| Tarea a resolver |
Prolonga el texto sobre el rechazo a volver a la normalidad, empezando justo después de su última oración.

[Texto de origen]

Yo no quiero volver a la normalidad, si ello significa verme arrastrado de nuevo por el modo de vida del piloto automático. Todos somos actores afectos a un sistema del que la normalidad representa el vasto conjunto de obligaciones no necesariamente legales cuyo cumplimiento se espera. Cuántas cosas no conscientemente elegidas con las que sin embargo hay que transigir para arrancarle sus instantes de deleite al tiempo. Temo que volver a la normalidad signifique reactivar el piloto automático. No quiero despertar cada mañana con el tiempo ya consumido. No quiero el regreso del ruido ni el de los traslados apresurados siempre con el tiempo tasado y apretado entre plazos (de hipotecas, de jornadas laborales, de cursos, de ocio y negocio). No quiero regresar al pensamiento cautivo de los mil y un estímulos que secuestran mi atención en función de las trampas que los ingenieros del comportamiento diseñan para que consuma, porque si no la economía se hunde. El retorno a la normalidad tiene mucho de imperativo económico; hay que ser conscientes de su finalidad crematística, que conlleva una necesidad de control sobre el comportamiento de las gentes. De aquí el cultivo obsesivo de cálculos que opacan la vida, pero cierran el autocomplaciente círculo lógico de un sistema cuyas premisas ideológicas se tienen por asépticos axiomas, y cuyas conclusiones son resultado de una deducción tan inapelable como tramposa. El piloto automático representa en la viñeta de “El Roto” nuestro modo de vida normal, es decir, en el que no hay que pensar qué hacer. Esa normalidad a la que ansiamos retornar, en la que la mayoría de la ciudadanía compromete sus pensamientos y acciones con sus rutinas, hábitos y costumbres, proporciona el lenitivo que mitiga toda nuestra problematicidad existencial.
Es verdad que regresar a la normalidad se identifica, sobre todo, con volver a disfrutar de la libertad de movimientos y todo lo bueno que ello trae consigo; pero al mismo tiempo supone ingresar de nuevo en ese mundo de las representaciones y de los símbolos con el que enterramos la realidad de la que el coronavirus es su heraldo insolente. Seguramente tornaremos a abrazar con desesperación infantil y desnortada el delirio de la negación de nuestros límites (de nuestros cuerpos), que son los bordes afilados de la materia con los que nos topamos en situaciones como la actual.

[/Texto de origen]
[Registros proporcionados]

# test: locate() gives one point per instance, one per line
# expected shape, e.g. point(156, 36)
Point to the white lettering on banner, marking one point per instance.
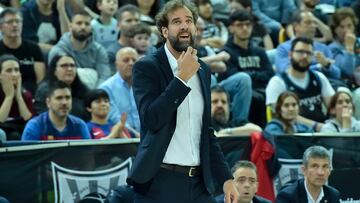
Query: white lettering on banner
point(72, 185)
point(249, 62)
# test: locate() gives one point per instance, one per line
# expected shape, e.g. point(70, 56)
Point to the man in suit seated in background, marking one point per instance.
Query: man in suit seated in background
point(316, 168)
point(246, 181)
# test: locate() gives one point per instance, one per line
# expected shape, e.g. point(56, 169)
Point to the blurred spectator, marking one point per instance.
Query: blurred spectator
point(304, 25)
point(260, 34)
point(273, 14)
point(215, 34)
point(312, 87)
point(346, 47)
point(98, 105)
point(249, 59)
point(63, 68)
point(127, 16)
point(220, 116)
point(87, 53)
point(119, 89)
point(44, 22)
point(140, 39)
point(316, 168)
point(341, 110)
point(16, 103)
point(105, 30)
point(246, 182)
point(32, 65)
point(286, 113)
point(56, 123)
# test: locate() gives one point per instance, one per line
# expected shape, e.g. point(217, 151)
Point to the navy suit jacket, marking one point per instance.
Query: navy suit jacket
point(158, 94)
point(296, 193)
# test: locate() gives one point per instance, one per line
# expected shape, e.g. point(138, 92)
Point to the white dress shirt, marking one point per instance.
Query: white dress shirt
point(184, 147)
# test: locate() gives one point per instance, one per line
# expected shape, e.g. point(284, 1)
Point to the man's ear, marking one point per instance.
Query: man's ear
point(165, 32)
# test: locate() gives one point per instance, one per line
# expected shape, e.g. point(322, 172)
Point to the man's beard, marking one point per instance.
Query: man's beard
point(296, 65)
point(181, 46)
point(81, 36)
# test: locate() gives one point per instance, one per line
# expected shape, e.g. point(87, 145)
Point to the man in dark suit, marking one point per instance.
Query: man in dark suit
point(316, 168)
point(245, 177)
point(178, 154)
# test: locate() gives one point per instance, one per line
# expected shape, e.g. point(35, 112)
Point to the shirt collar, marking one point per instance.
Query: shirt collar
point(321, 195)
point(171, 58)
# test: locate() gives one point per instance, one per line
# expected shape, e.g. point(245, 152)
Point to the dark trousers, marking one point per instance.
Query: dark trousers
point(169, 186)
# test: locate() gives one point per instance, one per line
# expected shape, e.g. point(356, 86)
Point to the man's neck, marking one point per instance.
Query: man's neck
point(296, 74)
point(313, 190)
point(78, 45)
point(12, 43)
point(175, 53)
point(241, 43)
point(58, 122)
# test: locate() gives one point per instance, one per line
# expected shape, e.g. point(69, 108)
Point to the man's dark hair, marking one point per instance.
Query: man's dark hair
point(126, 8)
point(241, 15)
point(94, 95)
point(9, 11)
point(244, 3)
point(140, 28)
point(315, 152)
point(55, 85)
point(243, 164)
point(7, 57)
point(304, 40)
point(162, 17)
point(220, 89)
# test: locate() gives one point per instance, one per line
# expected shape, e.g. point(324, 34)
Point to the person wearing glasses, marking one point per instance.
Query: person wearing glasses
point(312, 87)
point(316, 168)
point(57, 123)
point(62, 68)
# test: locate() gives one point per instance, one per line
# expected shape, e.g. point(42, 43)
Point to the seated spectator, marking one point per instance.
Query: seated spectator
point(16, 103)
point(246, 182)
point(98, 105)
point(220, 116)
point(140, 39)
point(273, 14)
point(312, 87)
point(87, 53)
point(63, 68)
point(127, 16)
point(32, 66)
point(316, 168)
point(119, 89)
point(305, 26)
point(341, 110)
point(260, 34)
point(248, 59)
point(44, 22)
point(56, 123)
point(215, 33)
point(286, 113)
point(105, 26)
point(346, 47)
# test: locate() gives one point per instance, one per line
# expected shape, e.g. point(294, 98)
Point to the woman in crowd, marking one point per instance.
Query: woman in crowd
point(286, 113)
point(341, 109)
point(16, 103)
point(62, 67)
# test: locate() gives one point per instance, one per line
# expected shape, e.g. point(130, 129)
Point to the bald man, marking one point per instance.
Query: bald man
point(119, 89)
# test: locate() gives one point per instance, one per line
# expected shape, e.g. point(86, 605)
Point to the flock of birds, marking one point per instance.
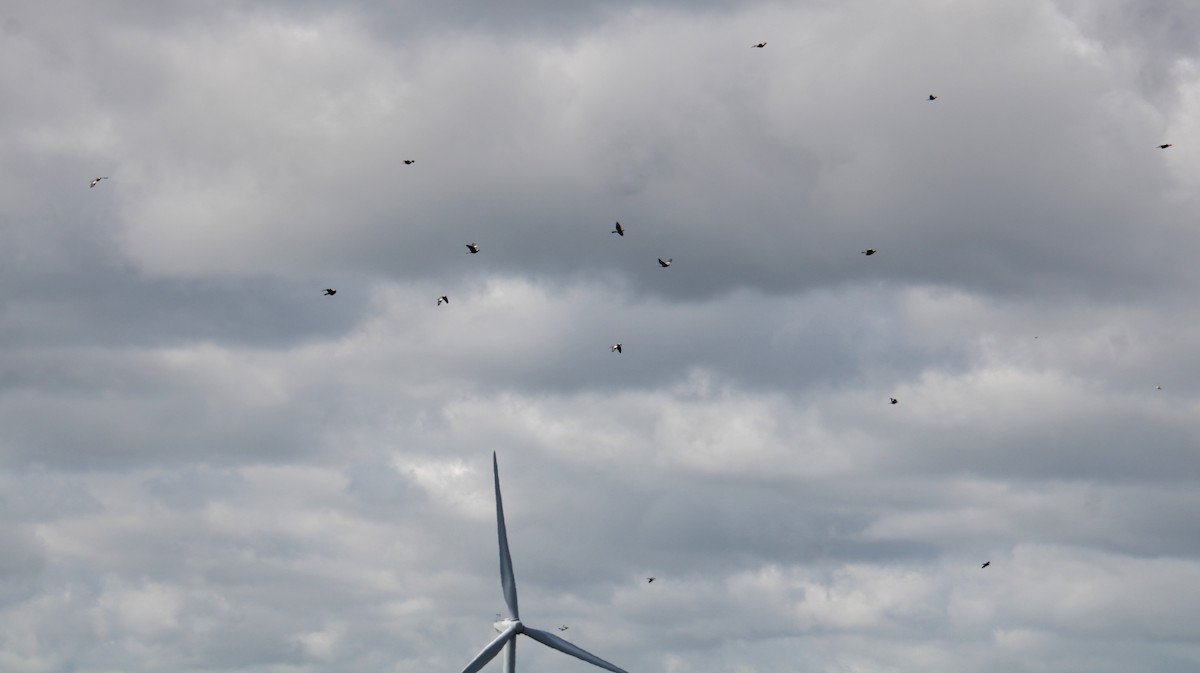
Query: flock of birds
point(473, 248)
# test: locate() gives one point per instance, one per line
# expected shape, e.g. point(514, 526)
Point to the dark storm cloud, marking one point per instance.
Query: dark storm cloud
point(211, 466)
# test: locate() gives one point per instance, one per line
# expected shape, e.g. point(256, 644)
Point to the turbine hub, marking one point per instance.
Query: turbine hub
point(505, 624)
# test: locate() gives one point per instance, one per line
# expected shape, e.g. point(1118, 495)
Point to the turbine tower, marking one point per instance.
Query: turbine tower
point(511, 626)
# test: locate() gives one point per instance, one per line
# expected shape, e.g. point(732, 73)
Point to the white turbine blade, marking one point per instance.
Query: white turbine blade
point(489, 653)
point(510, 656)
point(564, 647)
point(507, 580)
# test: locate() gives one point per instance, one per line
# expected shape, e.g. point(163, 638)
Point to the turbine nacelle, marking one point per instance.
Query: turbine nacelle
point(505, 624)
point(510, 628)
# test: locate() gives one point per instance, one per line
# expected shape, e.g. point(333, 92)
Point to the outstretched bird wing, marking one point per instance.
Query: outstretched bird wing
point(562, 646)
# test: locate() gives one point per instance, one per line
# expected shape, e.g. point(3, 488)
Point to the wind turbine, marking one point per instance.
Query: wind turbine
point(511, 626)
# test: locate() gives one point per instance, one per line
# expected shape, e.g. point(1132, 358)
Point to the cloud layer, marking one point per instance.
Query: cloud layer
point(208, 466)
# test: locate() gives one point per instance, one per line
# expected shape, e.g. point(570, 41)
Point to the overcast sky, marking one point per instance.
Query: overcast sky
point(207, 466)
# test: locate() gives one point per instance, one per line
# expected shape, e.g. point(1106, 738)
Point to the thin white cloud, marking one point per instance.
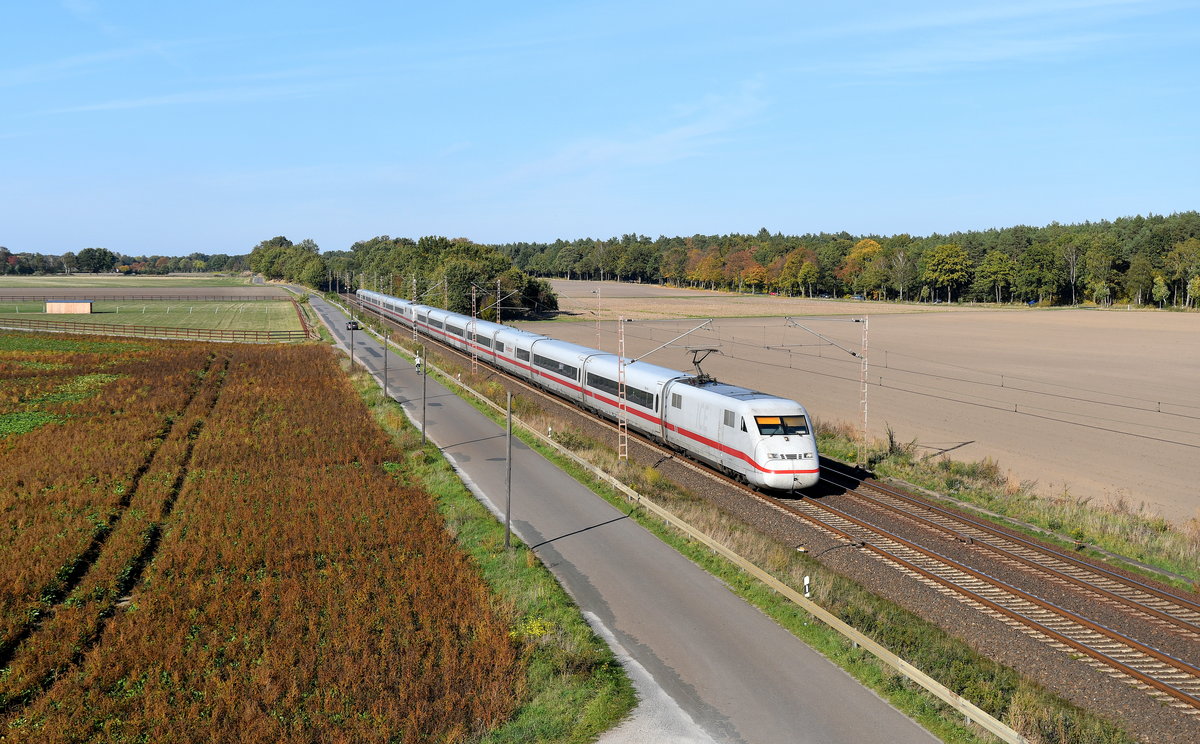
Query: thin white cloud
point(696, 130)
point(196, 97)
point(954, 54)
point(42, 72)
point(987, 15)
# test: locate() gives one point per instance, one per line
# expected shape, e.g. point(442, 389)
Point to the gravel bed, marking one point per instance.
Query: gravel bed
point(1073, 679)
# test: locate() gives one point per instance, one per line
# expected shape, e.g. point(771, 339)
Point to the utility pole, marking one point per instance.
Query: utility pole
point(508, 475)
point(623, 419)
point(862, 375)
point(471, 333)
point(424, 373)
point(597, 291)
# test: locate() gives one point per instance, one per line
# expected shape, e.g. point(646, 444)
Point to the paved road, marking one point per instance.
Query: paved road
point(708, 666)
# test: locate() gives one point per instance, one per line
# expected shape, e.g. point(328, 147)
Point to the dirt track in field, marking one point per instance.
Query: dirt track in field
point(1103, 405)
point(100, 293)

[/Registros proporcionados]

| Respuesta esperada |
Libertad de salir, ¿pero y la libertad de quedarse en casa? Libertad de alternar, ¿pero y la libertad de estar en soledad? Libertad de comunicarse, ¿pero y la libertad de quedarse en silencio? Libertad de consumir, ¿pero y la libertad de abstenerse? Libertad de expandirse, ¿pero y la libertad de contenerse? Libertad de salir corriendo a toda prisa sin mirar atrás, ¿pero y la libertad de detenerse a contemplar? Libertad de perseguir tus sueños, ¿pero y la libertad de conocer la realidad? Nuestra normalidad añorada padece un desequilibrio; es decir, también tiene algo de patológico.
Decía Karl Marx que cuando la historia se repite la segunda vez es una especie de farsa. Si la normalidad antes de la pandemia tenía su ingrediente de impostura, al volver a ella será un patético ejercicio de autoengaño. Porque lo real es lo más fuerte, a nosotros, seres esencialmente frágiles, nos queda la ilusión de la normalidad, guión amable donde lo que ocurre es previsible y el devenir ya no es ese flujo imparable de contingencias que nos estrellará tarde o temprano contra un nuevo escollo que acaso nos destruya.
Cabe esperar que nos volvamos a refugiar en la («nueva») cotidianidad y a planificar un futuro del que somos rehenes. Y así nos sentiremos libres, liderados por el «piloto automático». No nos habremos bajado en ningún momento del tren que atravesó el túnel de la pandemia. Habrá quienes cambien de vagón, pero es poco probable que los raíles vean modificado su trazado.